** START OF DATA ENTRIES **

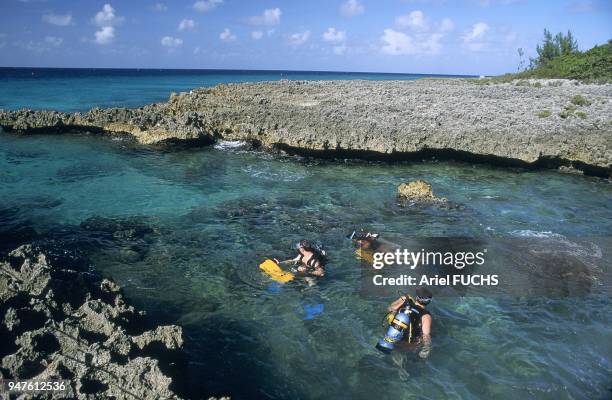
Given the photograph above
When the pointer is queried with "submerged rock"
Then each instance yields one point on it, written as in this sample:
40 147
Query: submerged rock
58 325
418 191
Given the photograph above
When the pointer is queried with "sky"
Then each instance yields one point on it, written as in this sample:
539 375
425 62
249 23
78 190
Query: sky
413 36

** END OF DATA ENTRIES **

▶ [EXERCISE TASK]
Reproduce all of the records above word for word, omitting the pictures.

▶ [ANSWER FOR THIS EXERCISE]
Given the photograph above
When the pointer is queried with "submerged rock"
Then each instance yields one point on it, written as in this sample:
40 147
Query: submerged rock
58 325
418 191
Given the photograph above
When the pointer is queried with "sky"
Then each instance yields one point on it, written as in this sample:
539 375
425 62
249 23
78 190
Query: sky
413 36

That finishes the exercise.